* **Extract provided**
┄┄┄┄┄┄
I did run exonerate 2.2.0 run in a client server mode as follows::
nohup exonerate my_proteome.pep.frag001 localhost:12901 --model p2g --geneseed 250 --showtargetgff yes \ --ryo ">%qi length=%ql alnlen=%qal\n>%ti length=%tlalnlen=%tal\n" \ --showvulgar no --showalignment no 2> nohup.exonerate.my_proteome.pep.frag001 exonerate_my_proteome.pep.frag001.out &
and in a more sensitive mode without "--geneseed 250" option, then converted the output to gff3 using process_exonerate_gff3.pl script.
In both cases result files are highly redundant (multiple matches of similar proteins to one genome fragment). Some are most likely artifacts (i.e. a protein match jumping over 100kb full of other genes). Also since neither draft genome file nor protein library (i.e. A.thaliana) have been masked/cleaned from repetitive sequences I am getting at times thousands of hits (= one protein -> multiple genome segments). The last problem can be partially fixed (I got incomplete DNA repeat library and A.thaliana proteins can be cleaned up based on descriptions and hmmer search with pfam_07727 domain) but even after that there is a number of proteins (i.e with pentatricopeptide repeat) mapping almost everywhere.
Also it seems that increasing the running time sevenfold (running without --geneseed 250 option) generates more spurious repetitive matches
Hence my questions:
- what are the recommended ways of running exonerate in p2g mode?
- how hard to mask genome? (RepeatMasker mode)
- other PFAM domains used to get rid of repeat proteins?
- is there a great advantage of "--refine region" switch?
- last but not least: do you use any gff/exonerate output "cleaners" to get rid of suspicious or simply redundant matches?
┄┄┄┄┄┄
* **Records provided**
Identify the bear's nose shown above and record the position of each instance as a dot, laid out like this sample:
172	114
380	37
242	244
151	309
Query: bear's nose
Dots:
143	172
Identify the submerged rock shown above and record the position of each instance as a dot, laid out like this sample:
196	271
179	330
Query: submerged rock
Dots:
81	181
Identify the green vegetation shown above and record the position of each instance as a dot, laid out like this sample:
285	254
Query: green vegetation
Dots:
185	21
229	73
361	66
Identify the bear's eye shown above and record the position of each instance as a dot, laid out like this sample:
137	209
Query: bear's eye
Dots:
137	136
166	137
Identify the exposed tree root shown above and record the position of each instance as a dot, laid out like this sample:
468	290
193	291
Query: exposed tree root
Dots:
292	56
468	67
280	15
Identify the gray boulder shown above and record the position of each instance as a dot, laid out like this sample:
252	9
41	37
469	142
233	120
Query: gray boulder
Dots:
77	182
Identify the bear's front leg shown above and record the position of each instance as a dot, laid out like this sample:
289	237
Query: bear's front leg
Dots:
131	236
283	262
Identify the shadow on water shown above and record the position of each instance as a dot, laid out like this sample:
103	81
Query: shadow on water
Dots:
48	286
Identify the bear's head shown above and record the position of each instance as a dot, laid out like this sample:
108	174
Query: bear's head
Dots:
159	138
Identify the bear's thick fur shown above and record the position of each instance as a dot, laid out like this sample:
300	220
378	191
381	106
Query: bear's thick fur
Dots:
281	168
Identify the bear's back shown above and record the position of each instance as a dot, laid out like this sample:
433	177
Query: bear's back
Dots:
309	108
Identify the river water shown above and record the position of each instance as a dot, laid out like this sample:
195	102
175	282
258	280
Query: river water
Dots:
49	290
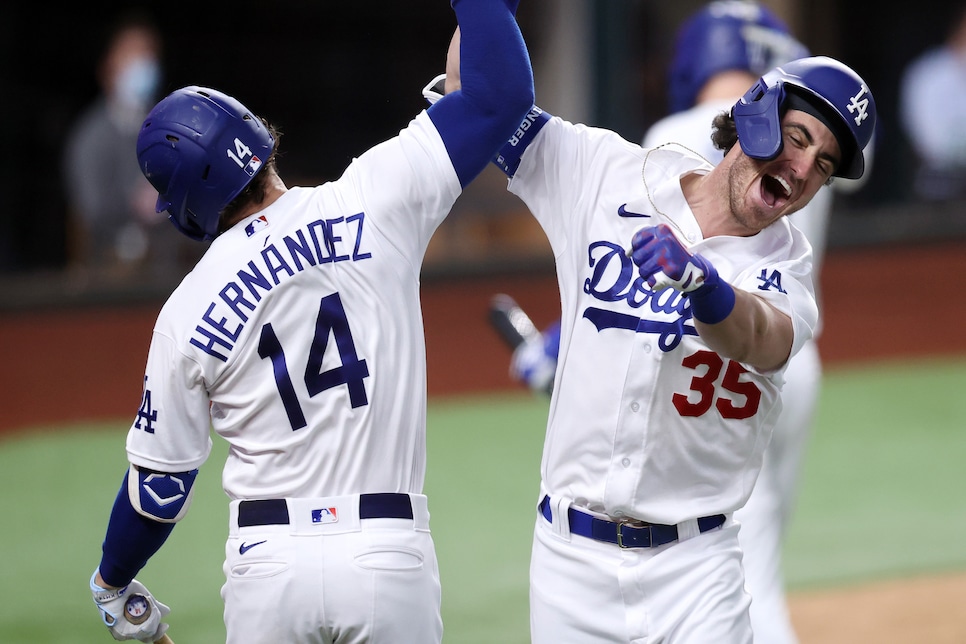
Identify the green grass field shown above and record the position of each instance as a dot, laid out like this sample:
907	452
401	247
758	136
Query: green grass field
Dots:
882	496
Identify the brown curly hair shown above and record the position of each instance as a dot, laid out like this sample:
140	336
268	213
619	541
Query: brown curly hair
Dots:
256	189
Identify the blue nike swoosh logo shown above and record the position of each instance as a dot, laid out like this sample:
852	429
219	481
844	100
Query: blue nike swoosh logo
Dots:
624	212
245	547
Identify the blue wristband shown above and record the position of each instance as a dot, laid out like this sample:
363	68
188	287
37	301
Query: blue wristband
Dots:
712	302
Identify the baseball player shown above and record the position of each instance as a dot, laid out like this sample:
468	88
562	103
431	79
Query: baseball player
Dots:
684	293
298	338
720	51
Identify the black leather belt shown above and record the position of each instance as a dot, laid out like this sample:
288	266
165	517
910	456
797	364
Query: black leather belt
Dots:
371	506
626	535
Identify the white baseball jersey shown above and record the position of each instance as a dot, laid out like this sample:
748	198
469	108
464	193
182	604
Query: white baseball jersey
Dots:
645	420
299	336
765	516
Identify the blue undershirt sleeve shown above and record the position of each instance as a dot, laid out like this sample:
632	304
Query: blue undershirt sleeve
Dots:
131	540
497	87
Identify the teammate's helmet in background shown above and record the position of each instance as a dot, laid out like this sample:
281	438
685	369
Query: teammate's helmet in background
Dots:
823	86
199	148
727	35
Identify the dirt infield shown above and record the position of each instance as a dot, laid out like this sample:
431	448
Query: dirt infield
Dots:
87	364
927	609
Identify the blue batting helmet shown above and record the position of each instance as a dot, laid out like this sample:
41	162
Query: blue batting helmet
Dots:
823	86
199	148
727	35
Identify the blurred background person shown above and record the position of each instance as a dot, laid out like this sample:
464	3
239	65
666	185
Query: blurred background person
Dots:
114	230
933	113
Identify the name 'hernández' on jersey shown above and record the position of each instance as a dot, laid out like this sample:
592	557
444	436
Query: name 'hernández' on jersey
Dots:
323	241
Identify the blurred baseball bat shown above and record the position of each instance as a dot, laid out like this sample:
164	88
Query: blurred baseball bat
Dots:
511	322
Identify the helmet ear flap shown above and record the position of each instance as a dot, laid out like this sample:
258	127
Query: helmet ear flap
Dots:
757	117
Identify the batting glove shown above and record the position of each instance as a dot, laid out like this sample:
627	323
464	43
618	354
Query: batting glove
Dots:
663	261
130	613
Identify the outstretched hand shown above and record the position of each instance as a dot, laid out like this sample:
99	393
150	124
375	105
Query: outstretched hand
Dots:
663	261
130	613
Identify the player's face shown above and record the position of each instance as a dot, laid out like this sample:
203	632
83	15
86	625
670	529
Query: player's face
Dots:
763	191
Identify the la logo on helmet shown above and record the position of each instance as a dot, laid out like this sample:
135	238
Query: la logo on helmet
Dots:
860	106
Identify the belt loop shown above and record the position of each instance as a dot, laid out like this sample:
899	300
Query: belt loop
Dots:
560	524
688	529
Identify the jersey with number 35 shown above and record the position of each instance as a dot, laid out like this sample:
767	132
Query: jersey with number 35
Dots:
298	337
646	420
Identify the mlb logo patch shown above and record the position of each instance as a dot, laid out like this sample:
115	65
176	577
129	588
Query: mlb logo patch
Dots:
325	515
255	226
253	166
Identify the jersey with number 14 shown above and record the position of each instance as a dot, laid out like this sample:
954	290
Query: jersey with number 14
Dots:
298	337
646	421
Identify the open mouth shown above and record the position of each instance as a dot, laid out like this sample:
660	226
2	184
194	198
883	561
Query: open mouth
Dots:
775	191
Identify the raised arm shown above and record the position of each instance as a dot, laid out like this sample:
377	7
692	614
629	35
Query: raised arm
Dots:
495	87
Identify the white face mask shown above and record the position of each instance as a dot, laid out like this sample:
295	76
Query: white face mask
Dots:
138	82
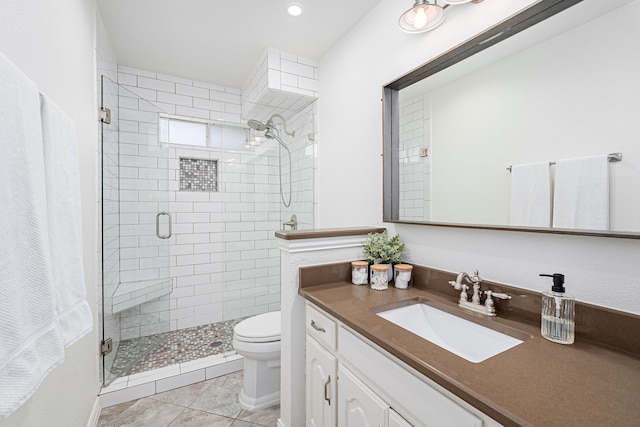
┄┄┄┄┄┄
* **Requirement**
Condense the paragraph of the exonerate post that begins "In both cases result files" into a bulleted list, keeping its main facts. The records have no connection to the exonerate post.

* **Response for this exercise**
- Both runs produced highly redundant result files, with multiple matches of similar proteins to one genome fragment.
- Some matches are likely artifacts, such as a protein match jumping over 100kb full of other genes.
- Neither the draft genome file nor the protein library (e.g., A. thaliana) was masked or cleaned of repetitive sequences, so one protein sometimes hits thousands of genome segments.
- This can be partially fixed with an incomplete DNA repeat library and by cleaning the A. thaliana proteins based on descriptions and a hmmer search with the pfam_07727 domain.
- Even after that, a number of proteins, such as those with pentatricopeptide repeats, map almost everywhere.